Items from a dataset
--- Start ---

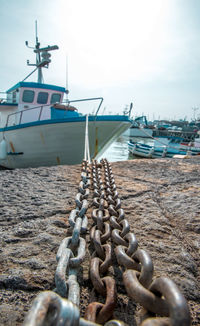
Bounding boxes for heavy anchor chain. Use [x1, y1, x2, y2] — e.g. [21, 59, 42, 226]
[84, 161, 117, 325]
[23, 291, 124, 326]
[101, 160, 190, 326]
[55, 160, 90, 306]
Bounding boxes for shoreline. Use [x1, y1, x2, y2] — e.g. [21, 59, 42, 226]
[0, 158, 200, 326]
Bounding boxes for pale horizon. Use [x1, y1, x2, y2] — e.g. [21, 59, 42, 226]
[0, 0, 200, 120]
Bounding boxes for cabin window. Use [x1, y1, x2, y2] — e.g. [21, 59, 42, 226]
[37, 92, 49, 104]
[51, 93, 61, 104]
[22, 90, 35, 103]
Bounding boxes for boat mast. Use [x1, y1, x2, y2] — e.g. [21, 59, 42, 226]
[23, 21, 58, 83]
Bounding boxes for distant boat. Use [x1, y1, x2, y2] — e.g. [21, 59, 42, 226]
[0, 25, 131, 168]
[128, 141, 200, 158]
[124, 116, 153, 138]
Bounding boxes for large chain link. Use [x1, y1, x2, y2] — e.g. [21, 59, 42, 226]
[101, 160, 190, 326]
[23, 160, 190, 326]
[84, 161, 117, 324]
[55, 161, 90, 306]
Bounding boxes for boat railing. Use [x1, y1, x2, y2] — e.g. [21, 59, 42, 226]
[0, 92, 8, 103]
[63, 97, 103, 117]
[4, 97, 103, 128]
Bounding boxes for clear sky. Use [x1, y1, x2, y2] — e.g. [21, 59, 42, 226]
[0, 0, 200, 120]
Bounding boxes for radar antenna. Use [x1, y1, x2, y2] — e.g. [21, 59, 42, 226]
[23, 20, 58, 83]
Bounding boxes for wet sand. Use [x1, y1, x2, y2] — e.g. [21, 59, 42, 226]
[0, 158, 200, 325]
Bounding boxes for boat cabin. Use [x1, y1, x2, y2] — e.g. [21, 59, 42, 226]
[0, 82, 77, 128]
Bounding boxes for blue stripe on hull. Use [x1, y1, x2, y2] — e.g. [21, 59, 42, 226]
[0, 115, 131, 132]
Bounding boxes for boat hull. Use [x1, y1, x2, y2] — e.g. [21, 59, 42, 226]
[125, 127, 153, 138]
[128, 142, 200, 158]
[0, 117, 130, 169]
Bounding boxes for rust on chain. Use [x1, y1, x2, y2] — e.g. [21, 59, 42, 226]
[93, 230, 105, 259]
[92, 208, 110, 224]
[112, 229, 128, 247]
[133, 249, 153, 288]
[108, 205, 118, 217]
[97, 208, 103, 232]
[90, 257, 106, 296]
[84, 302, 103, 322]
[124, 232, 138, 256]
[114, 246, 141, 272]
[140, 317, 172, 326]
[149, 277, 191, 326]
[120, 219, 130, 238]
[84, 276, 117, 324]
[101, 222, 111, 243]
[123, 269, 169, 316]
[96, 276, 117, 324]
[110, 216, 122, 230]
[100, 243, 112, 273]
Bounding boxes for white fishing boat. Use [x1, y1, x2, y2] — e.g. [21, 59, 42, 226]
[128, 138, 200, 158]
[0, 28, 131, 168]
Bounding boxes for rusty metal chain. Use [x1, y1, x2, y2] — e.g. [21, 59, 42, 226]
[55, 160, 90, 306]
[23, 160, 125, 326]
[23, 160, 190, 326]
[101, 159, 190, 326]
[84, 161, 117, 324]
[23, 291, 125, 326]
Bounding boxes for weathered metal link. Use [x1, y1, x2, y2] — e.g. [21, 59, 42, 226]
[133, 249, 154, 288]
[55, 248, 72, 298]
[149, 277, 190, 326]
[23, 291, 125, 326]
[90, 257, 106, 296]
[140, 317, 172, 326]
[23, 291, 80, 326]
[123, 269, 169, 316]
[92, 208, 110, 224]
[69, 209, 88, 234]
[114, 246, 141, 271]
[84, 276, 117, 324]
[101, 160, 190, 326]
[85, 161, 117, 323]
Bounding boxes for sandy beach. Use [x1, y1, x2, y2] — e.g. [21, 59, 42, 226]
[0, 158, 200, 326]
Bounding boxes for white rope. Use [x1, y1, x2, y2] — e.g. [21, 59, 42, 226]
[135, 121, 190, 152]
[84, 114, 91, 164]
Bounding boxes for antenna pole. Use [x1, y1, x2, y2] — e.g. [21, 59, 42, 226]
[66, 54, 69, 100]
[35, 20, 38, 44]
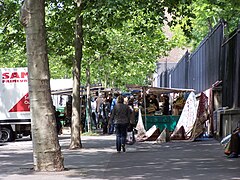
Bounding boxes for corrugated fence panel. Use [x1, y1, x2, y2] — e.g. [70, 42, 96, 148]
[188, 24, 223, 93]
[169, 52, 189, 88]
[222, 28, 240, 108]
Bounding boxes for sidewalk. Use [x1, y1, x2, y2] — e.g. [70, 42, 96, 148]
[0, 135, 240, 180]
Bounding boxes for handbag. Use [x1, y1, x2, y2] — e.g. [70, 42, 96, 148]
[126, 131, 135, 145]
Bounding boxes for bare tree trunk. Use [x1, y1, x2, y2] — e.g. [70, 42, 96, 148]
[86, 61, 92, 132]
[69, 4, 83, 149]
[20, 0, 64, 171]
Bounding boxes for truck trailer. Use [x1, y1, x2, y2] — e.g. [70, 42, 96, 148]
[0, 67, 31, 141]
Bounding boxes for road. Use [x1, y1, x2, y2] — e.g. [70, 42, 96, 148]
[0, 135, 240, 180]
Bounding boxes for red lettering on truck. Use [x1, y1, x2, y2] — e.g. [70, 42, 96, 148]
[2, 72, 28, 83]
[9, 93, 30, 112]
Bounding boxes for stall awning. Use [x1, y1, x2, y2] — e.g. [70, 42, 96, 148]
[126, 85, 195, 94]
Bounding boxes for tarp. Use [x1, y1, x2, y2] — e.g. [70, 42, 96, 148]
[171, 92, 198, 137]
[126, 85, 194, 94]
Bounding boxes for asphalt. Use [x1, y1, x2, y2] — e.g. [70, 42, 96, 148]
[0, 131, 240, 180]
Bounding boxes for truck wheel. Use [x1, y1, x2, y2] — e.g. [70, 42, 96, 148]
[1, 127, 14, 142]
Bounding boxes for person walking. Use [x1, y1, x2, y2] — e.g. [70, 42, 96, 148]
[109, 95, 130, 152]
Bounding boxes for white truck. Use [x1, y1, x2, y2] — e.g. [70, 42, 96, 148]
[0, 67, 73, 141]
[0, 68, 31, 141]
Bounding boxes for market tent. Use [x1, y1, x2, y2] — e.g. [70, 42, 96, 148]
[126, 85, 195, 94]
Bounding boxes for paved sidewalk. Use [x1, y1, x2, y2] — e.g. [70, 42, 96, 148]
[0, 135, 240, 180]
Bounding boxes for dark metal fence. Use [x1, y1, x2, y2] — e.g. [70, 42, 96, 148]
[160, 22, 240, 108]
[169, 52, 189, 88]
[222, 27, 240, 108]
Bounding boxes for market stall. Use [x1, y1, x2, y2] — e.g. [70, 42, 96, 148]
[127, 85, 194, 131]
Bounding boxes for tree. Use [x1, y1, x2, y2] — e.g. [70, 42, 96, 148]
[20, 0, 64, 171]
[69, 2, 83, 149]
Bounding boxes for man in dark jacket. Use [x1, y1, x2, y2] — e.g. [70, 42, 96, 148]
[110, 95, 130, 152]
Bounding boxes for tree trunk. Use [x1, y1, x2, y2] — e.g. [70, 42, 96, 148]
[86, 61, 92, 132]
[20, 0, 64, 171]
[69, 3, 83, 149]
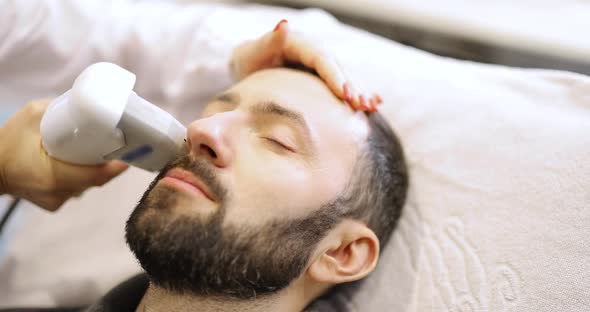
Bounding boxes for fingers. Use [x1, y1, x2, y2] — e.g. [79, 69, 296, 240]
[283, 24, 382, 112]
[232, 20, 382, 112]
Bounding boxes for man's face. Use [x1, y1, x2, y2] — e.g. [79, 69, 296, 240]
[127, 69, 368, 297]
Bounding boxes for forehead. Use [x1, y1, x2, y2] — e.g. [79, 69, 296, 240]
[222, 68, 369, 149]
[212, 68, 369, 193]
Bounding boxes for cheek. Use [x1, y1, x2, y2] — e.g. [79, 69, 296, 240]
[226, 141, 318, 225]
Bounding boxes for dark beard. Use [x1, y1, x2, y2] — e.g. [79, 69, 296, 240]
[125, 156, 342, 299]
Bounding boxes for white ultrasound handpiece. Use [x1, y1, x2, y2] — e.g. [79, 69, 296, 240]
[41, 62, 186, 171]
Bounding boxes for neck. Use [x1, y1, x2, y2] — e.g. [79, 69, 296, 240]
[135, 283, 320, 312]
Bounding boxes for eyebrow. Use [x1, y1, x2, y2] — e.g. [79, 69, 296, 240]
[213, 92, 313, 154]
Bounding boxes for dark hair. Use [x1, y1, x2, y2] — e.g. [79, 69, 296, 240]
[283, 63, 409, 247]
[344, 113, 409, 247]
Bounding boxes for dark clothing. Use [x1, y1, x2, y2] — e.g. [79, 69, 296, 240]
[0, 274, 148, 312]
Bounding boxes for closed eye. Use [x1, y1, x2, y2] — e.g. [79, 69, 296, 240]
[263, 137, 295, 153]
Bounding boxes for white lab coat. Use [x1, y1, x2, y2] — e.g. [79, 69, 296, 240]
[0, 0, 335, 307]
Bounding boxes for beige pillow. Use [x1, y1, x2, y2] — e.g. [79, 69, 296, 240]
[314, 23, 590, 311]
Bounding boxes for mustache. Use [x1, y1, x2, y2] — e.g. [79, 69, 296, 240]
[156, 154, 227, 202]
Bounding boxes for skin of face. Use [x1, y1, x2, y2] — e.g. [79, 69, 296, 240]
[176, 69, 369, 226]
[126, 69, 378, 302]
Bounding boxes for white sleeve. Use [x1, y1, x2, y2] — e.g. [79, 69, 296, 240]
[0, 0, 335, 119]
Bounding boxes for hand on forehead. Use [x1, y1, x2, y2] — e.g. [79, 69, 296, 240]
[203, 68, 368, 150]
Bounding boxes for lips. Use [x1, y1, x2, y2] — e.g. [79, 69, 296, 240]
[166, 168, 215, 201]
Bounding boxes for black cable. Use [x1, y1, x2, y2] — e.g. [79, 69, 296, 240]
[0, 197, 20, 235]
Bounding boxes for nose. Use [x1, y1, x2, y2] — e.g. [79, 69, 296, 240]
[187, 113, 236, 168]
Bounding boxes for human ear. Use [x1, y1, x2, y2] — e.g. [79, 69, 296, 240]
[307, 220, 379, 284]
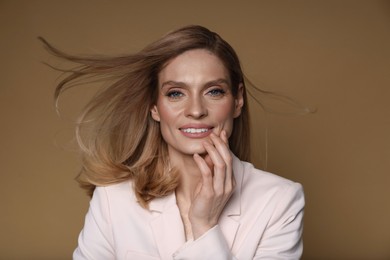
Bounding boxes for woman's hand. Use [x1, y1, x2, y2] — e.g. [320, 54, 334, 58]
[188, 130, 235, 239]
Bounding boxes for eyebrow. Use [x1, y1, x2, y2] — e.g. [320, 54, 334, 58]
[161, 79, 230, 88]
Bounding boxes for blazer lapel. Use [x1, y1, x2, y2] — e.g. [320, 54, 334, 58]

--- End ---

**Instructions to follow**
Please copy the lines from the one containing "Bounding boxes for dark hair." up to and including the one containing "[263, 137, 295, 153]".

**Problem solution**
Bounding boxes for dark hair. Use [x1, y1, x2, y2] — e.g. [79, 69, 296, 240]
[283, 63, 409, 247]
[344, 113, 409, 247]
Bounding boxes for dark clothing. Use [x1, y1, x2, y2] — e.g. [79, 69, 296, 240]
[0, 274, 148, 312]
Bounding boxes for closed eye. Use [x1, y1, x2, y2] — e.g. [79, 69, 296, 240]
[263, 137, 295, 153]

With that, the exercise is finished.